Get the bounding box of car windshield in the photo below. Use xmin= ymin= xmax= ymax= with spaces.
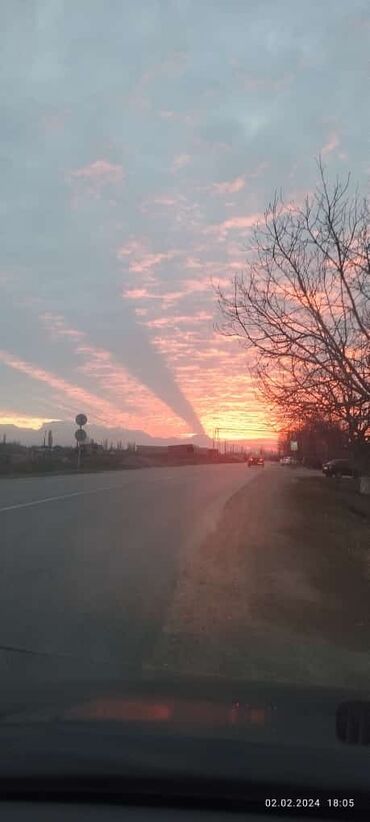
xmin=0 ymin=0 xmax=370 ymax=808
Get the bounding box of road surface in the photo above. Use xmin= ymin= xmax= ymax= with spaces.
xmin=0 ymin=464 xmax=258 ymax=688
xmin=0 ymin=464 xmax=370 ymax=689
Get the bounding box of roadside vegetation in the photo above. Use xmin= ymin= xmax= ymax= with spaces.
xmin=218 ymin=161 xmax=370 ymax=482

* **EXERCISE PROMPT**:
Copy every line of the entries above word for word, leaving the pictures out.

* **THE COMPLETED TASK**:
Get the bounding box of car windshield in the photo below. Use xmin= ymin= xmax= ymax= with spaces.
xmin=0 ymin=0 xmax=370 ymax=808
Get the bounding box of road surface in the photo above. Use xmin= ymin= xmax= ymax= with spaces.
xmin=0 ymin=464 xmax=258 ymax=688
xmin=0 ymin=464 xmax=370 ymax=689
Get the bounding box of roadside vegetation in the photo above. Use xmin= ymin= xmax= ymax= with spaces.
xmin=218 ymin=161 xmax=370 ymax=482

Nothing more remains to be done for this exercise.